* Your instructions *
Among the records, which lines include "house"? List them.

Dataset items

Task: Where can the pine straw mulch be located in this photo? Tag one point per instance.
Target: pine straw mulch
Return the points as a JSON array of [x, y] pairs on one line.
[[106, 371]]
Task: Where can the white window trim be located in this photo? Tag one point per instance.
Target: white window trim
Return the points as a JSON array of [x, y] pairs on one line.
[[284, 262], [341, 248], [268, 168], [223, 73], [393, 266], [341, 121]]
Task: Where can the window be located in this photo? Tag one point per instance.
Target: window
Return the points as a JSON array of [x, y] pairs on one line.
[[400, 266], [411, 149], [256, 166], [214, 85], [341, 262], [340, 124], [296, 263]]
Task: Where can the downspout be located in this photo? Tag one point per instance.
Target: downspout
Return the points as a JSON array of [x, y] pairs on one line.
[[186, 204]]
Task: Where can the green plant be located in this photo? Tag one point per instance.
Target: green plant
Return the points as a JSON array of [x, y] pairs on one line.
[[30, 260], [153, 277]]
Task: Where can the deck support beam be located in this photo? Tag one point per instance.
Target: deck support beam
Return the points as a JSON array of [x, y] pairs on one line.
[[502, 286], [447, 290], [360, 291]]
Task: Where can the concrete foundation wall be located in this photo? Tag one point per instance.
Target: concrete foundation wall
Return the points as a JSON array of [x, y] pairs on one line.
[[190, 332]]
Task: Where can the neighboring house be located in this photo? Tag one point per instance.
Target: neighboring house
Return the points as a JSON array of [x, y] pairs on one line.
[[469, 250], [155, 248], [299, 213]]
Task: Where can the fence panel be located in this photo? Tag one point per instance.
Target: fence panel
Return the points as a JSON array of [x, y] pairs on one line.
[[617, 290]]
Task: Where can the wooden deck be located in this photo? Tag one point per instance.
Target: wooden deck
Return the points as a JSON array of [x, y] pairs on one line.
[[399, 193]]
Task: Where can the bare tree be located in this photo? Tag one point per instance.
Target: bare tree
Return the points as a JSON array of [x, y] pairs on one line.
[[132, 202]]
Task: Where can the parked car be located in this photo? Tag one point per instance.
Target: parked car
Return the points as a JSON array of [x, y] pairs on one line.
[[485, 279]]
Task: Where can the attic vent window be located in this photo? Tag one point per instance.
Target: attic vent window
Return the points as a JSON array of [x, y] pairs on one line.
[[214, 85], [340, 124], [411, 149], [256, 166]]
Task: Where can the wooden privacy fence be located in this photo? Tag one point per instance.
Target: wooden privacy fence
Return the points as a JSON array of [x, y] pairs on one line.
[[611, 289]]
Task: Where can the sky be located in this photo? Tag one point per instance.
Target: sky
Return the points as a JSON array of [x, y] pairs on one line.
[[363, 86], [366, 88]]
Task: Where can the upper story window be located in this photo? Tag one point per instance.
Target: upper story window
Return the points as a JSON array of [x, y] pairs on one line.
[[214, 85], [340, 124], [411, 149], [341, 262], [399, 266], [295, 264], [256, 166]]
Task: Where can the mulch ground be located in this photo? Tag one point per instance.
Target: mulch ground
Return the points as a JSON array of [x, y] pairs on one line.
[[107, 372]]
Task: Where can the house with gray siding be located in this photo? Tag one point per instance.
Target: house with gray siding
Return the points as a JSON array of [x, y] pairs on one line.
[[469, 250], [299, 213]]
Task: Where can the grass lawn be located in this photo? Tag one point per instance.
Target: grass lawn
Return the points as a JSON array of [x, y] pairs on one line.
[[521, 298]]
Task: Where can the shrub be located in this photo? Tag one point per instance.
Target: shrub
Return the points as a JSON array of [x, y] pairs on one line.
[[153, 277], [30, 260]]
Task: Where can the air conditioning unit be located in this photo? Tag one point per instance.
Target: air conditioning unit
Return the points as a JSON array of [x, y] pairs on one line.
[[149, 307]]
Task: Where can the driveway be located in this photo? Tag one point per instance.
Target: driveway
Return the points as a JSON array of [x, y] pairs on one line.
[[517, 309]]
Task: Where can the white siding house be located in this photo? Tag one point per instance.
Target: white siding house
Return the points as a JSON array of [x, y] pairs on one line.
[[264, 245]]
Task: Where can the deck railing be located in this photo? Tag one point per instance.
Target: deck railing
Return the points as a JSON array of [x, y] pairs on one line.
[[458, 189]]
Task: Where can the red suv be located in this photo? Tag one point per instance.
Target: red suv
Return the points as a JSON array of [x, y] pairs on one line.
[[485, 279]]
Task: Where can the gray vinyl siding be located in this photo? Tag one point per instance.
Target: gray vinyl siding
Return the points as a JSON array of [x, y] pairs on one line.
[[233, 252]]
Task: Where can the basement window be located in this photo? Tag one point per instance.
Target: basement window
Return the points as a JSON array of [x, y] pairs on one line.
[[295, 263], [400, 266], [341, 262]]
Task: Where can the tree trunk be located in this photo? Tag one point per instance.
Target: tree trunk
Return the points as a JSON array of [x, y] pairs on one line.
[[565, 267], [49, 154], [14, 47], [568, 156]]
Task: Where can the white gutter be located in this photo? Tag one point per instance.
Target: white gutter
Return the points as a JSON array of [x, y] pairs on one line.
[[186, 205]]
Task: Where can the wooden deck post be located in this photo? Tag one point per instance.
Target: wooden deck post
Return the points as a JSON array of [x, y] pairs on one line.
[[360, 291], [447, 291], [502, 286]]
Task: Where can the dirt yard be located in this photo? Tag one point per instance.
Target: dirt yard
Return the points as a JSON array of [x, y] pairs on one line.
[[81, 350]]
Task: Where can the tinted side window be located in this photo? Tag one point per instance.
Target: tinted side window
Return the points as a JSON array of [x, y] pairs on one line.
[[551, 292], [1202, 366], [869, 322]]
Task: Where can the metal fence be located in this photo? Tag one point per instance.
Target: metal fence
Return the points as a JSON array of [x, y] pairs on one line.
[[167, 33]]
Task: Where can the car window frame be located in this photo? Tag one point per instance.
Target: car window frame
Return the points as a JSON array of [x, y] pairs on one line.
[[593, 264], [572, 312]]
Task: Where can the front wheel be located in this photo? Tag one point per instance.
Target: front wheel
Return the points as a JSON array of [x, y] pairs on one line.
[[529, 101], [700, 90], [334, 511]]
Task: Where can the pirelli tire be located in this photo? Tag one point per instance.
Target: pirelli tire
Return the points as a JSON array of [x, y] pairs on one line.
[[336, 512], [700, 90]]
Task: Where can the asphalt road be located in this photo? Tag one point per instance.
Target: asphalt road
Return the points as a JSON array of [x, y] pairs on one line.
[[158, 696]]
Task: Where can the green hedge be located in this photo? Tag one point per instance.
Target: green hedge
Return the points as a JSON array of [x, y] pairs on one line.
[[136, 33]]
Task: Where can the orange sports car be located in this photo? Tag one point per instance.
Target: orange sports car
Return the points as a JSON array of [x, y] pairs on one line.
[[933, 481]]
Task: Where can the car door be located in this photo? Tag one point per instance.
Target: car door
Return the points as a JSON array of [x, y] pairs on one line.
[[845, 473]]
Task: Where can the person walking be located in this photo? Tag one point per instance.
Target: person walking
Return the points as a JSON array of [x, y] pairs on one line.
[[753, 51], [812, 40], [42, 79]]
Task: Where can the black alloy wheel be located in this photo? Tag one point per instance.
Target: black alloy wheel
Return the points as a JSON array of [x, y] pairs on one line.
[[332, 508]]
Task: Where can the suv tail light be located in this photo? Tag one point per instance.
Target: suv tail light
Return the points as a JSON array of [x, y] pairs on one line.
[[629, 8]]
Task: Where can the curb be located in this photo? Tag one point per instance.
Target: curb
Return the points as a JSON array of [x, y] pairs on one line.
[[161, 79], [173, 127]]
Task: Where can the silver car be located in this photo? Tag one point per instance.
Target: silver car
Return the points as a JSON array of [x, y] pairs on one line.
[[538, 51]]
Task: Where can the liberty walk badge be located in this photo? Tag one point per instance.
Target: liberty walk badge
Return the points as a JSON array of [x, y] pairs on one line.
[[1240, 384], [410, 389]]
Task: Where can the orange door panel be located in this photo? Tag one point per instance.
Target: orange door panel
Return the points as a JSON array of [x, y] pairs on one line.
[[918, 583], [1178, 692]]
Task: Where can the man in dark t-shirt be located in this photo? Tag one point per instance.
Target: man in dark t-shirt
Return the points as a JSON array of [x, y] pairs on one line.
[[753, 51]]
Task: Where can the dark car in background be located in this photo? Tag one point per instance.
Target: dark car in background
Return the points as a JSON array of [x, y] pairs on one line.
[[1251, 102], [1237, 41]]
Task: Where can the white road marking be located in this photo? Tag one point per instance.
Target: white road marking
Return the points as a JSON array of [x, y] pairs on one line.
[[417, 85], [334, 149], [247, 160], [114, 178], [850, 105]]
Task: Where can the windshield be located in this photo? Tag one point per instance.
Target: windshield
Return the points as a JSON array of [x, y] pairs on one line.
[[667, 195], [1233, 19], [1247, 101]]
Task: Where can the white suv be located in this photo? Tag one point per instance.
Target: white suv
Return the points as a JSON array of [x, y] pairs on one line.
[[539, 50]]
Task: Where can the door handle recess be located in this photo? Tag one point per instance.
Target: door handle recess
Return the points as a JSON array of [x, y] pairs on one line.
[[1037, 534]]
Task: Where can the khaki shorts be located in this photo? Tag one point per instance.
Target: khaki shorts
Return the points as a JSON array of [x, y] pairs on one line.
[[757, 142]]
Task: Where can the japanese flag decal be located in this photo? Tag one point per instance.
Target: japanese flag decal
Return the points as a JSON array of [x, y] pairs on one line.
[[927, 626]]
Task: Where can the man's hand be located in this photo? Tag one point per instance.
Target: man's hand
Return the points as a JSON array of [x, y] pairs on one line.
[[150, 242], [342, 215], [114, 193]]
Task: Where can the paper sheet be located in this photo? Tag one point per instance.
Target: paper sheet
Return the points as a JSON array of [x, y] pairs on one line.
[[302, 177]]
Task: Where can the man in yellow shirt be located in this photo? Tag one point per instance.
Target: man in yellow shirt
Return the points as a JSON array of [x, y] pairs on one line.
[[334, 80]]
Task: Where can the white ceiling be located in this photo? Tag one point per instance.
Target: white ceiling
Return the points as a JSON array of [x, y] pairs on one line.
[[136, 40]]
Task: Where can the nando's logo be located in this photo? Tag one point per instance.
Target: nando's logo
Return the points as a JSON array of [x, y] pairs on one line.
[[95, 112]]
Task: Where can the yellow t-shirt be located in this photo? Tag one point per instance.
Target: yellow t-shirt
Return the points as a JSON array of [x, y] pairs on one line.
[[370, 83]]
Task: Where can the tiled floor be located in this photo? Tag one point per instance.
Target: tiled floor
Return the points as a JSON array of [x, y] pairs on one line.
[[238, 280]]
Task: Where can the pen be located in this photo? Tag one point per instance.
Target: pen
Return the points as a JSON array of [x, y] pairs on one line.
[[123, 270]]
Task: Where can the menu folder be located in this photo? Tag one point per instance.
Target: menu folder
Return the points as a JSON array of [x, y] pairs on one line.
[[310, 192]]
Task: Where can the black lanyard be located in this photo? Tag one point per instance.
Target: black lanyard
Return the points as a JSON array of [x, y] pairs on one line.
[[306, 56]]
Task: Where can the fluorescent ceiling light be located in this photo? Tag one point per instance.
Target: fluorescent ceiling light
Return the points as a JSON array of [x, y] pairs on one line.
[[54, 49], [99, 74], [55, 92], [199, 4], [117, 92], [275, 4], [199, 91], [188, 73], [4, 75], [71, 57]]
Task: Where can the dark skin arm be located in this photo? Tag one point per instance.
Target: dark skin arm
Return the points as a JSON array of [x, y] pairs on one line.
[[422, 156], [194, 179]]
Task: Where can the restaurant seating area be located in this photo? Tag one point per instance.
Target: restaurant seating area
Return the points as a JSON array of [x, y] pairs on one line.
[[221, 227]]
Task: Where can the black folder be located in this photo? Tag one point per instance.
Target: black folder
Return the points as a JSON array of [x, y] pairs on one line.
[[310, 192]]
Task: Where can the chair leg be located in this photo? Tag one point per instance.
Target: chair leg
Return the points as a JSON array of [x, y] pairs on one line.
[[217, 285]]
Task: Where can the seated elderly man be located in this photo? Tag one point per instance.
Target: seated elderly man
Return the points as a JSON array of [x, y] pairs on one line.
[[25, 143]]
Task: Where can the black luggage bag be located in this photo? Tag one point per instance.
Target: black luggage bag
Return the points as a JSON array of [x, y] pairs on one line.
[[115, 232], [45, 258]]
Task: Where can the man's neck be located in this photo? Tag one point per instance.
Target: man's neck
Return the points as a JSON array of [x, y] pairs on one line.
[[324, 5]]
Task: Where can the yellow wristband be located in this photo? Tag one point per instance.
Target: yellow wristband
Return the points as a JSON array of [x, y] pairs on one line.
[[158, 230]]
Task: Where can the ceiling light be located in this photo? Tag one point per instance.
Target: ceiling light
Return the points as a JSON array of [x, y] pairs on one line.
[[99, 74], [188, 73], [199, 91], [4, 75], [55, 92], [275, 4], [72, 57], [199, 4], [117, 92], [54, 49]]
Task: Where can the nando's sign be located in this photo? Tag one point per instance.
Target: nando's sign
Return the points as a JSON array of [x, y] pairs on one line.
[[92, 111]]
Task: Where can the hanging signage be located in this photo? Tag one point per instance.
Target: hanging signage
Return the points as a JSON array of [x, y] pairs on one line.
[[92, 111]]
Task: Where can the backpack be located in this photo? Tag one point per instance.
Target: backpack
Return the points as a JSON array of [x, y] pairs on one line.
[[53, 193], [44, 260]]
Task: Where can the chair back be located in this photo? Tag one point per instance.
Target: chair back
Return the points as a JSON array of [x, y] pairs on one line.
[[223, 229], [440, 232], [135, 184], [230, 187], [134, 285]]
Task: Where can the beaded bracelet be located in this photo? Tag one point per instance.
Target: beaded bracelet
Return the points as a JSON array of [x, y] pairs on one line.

* Expected output *
Task: Where can the neighboring house be located in this photo? Tag one point per instance.
Target: neighboring house
Task: Where can the house with gray siding be located in this photo? Tag one point per instance.
Target: house with gray siding
Task: Where can the white siding house be located in this photo? Tag one point per instance.
Target: white siding house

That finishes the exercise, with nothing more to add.